*What the task requires*
Reproduce every one of the lines below word for word, leaving the pictures out of your copy.

*Records to use*
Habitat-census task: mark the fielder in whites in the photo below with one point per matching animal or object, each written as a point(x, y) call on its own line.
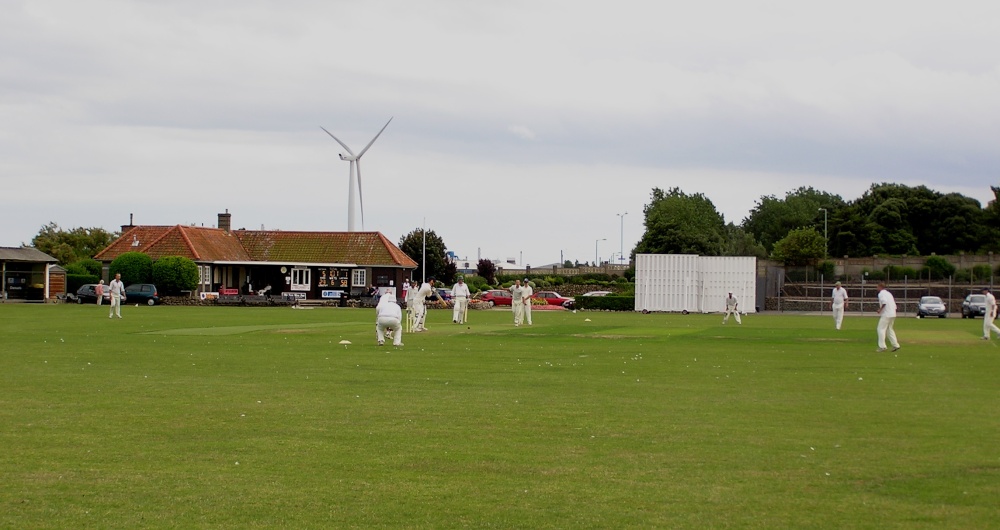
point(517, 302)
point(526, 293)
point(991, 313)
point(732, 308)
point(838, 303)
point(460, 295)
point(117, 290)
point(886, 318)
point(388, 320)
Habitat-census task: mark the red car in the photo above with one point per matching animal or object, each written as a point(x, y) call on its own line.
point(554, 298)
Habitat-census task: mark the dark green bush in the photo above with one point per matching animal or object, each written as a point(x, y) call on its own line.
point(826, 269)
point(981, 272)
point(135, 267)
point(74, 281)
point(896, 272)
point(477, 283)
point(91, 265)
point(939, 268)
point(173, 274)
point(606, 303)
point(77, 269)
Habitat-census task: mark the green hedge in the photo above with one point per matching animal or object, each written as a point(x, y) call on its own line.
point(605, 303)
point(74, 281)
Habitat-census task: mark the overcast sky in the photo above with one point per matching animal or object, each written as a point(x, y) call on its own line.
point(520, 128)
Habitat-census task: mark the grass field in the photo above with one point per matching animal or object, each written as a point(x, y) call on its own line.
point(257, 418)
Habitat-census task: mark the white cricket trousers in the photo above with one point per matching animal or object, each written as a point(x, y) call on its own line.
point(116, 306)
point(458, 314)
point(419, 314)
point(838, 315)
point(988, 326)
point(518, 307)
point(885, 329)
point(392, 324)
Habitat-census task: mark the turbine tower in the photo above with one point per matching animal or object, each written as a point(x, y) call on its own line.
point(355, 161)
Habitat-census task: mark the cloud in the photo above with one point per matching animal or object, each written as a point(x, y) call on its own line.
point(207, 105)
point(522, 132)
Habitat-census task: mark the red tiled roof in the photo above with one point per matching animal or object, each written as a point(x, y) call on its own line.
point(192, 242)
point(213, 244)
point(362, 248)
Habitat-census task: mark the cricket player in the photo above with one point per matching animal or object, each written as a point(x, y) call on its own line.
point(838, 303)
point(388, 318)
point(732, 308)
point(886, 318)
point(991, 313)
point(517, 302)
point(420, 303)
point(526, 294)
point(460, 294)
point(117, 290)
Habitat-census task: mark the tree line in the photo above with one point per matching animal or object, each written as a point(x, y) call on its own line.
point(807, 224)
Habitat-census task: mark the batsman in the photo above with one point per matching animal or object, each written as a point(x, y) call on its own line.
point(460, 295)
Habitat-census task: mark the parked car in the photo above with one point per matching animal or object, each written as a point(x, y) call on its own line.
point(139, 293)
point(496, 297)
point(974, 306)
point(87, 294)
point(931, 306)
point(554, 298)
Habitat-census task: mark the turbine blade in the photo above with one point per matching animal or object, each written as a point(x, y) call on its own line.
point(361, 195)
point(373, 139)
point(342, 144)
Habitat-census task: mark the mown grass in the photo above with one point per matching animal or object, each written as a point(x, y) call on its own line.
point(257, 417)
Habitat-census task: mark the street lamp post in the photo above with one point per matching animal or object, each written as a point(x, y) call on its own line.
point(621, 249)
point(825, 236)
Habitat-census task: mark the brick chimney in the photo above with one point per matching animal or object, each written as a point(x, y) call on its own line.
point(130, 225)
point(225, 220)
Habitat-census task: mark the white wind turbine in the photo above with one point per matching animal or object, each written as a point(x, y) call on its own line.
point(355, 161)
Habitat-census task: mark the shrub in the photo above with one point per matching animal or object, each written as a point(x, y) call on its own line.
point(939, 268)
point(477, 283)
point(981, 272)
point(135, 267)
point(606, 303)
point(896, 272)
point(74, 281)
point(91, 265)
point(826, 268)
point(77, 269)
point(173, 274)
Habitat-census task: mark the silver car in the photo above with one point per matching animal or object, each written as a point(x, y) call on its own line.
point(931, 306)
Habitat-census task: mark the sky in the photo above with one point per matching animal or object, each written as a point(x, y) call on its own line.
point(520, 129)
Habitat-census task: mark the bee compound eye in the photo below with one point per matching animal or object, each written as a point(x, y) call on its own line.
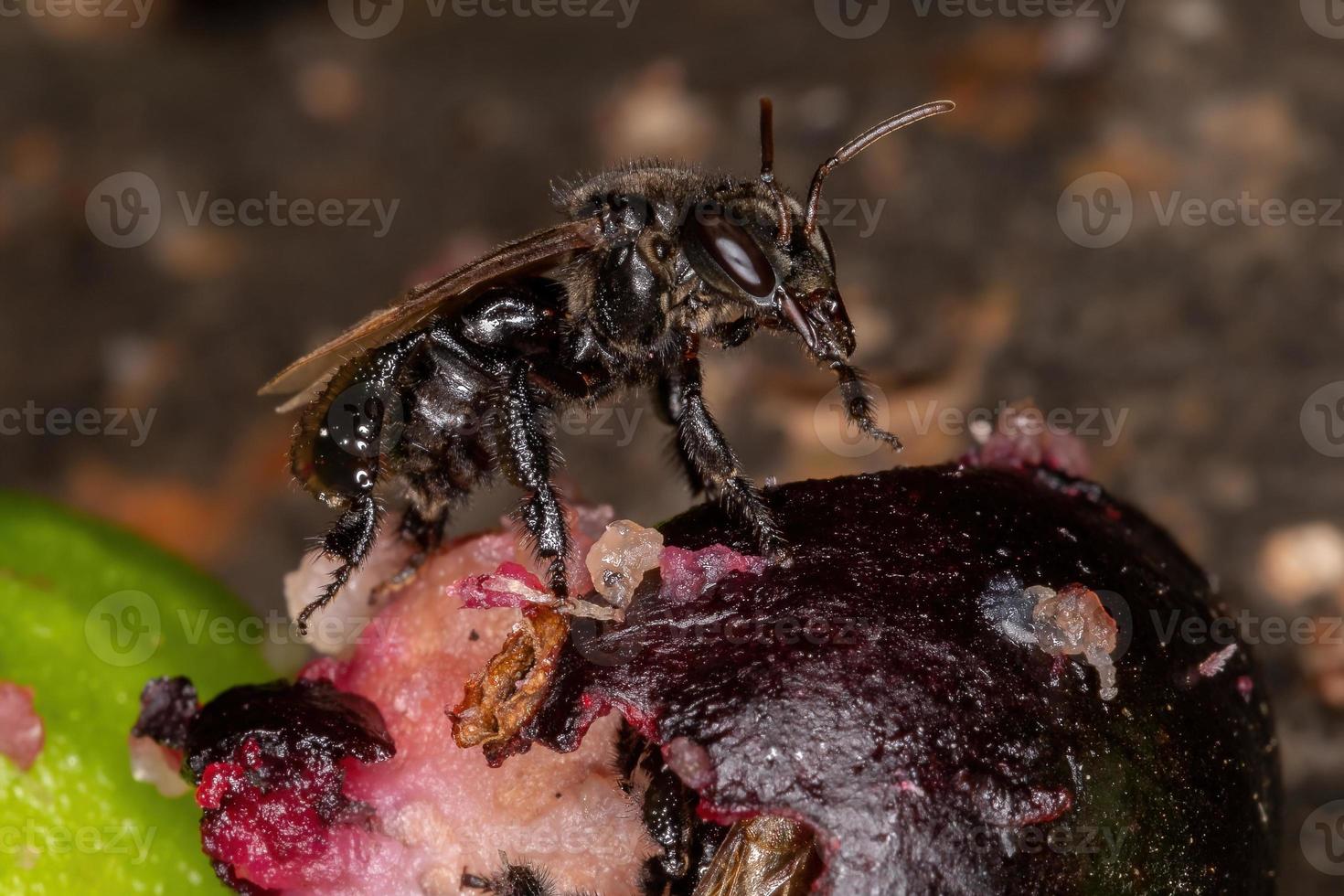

*Exercise response*
Habitat-census task: mark the fielder in whites in the photo below with one point per matching animal or object, each written as a point(x, y) call on its own line.
point(517, 302)
point(526, 293)
point(991, 313)
point(732, 308)
point(838, 303)
point(460, 295)
point(117, 290)
point(886, 318)
point(388, 320)
Habitat-census task: mark the red car in the photo above with one point per matching animal or object, each written as a point(x, y) call on its own line.
point(554, 298)
Habitat-census task: mark the dark green bush in the photo above with one point per matching animal or object, each written as a point(x, y) call on its own line.
point(826, 269)
point(981, 272)
point(135, 267)
point(74, 281)
point(896, 272)
point(477, 283)
point(91, 265)
point(939, 268)
point(173, 274)
point(606, 303)
point(77, 269)
Habitat-census task: mark the green hedge in the photo above with one point per matching animal or object, each written as a point(x, y) call on its own line.
point(605, 303)
point(74, 281)
Habitat-census task: mark the overcast sky in the photo above with one point per matching animal or object, each written as a point(x, y) call on its own line.
point(520, 128)
Habitat-census task: mark the grass field in the photo above with one point per matching animal or object, each written as a point(x, y) call on its own line.
point(257, 418)
Habitat-census task: mark the white cricket trousers in the photo above with one point per matching animal or object, each written as a point(x, y) call on its own line.
point(116, 306)
point(458, 314)
point(419, 314)
point(838, 315)
point(988, 326)
point(518, 307)
point(885, 329)
point(392, 324)
Habitat-census task: mark the turbine tower in the photo above with one point per matching animal or object, each written as a point(x, y) call on its own line.
point(355, 161)
Habitat-census task: mark the cloud in the photo above with one point per matching animal or object, each written as a point(x, y) call on its own line.
point(207, 105)
point(522, 132)
Habitat-census task: mark the red tiled roof in the photo above with one point per matching animal or object, each written as a point(x, y) call on its own line.
point(192, 242)
point(213, 244)
point(362, 248)
Habitat-census task: mark the cricket player in the photo above with one point per matching animal or object, each written as a point(x, y) call on its own line.
point(838, 303)
point(388, 318)
point(732, 308)
point(886, 318)
point(991, 313)
point(517, 302)
point(420, 303)
point(526, 294)
point(460, 294)
point(117, 290)
Habitat-census task: mark the tree line in the photo above with one point per matching animal or object, each written as a point(x, y) call on its own line.
point(807, 224)
Habitat-census task: mark the batsman in the photo above with one point per matching animal or object, each written as a point(x, y) call on its own line.
point(460, 295)
Habitat-census task: mark the parked car in the photo above with one point per matching animal or object, each written as a point(x, y) call on its own line.
point(139, 293)
point(496, 297)
point(974, 306)
point(87, 294)
point(931, 306)
point(554, 298)
Habitat-census task: mark the turbine blade in the photo above with one point per matching animal or object, each written as a point(x, y) call on its own line.
point(361, 195)
point(373, 139)
point(342, 144)
Habitat-census task: mark the mown grass in the photo above with one point per matching animal or object, each written as a point(x, y) call on its own line.
point(257, 417)
Habitat-census task: mark the street lamp post in the photo above with one point per matching animal or object, each written as a point(x, y) call on its own line.
point(621, 249)
point(825, 236)
Habitat-census task: mark the brick chimney in the photo above with one point per matching animal or object, each written as a point(x, y) call on its own line.
point(130, 225)
point(225, 220)
Habitat-census task: mark the white wind turbine in the photo above with one point per matching animal or object, each written as a point(x, y) call on its own line.
point(355, 161)
Habitat-census task: mark the shrub in the photo above with one point per matching animal or object, each written as a point(x, y) call on its own line.
point(939, 268)
point(477, 283)
point(981, 272)
point(135, 267)
point(606, 303)
point(896, 272)
point(74, 281)
point(91, 265)
point(826, 268)
point(77, 269)
point(173, 274)
Habitat-census task: mark the silver car in the photo above with one point per matching animal or object, each written as a point(x, y) call on its own line.
point(931, 306)
Habitat-census task: mark the sky in the photo above with one point per matching animal or object, each written as a point(x, y) call on its own line.
point(520, 129)
Habitat-census task: mark the bee compound eye in the photo below with one point per matching animal or object, each written as a point(x, y) call on its own line.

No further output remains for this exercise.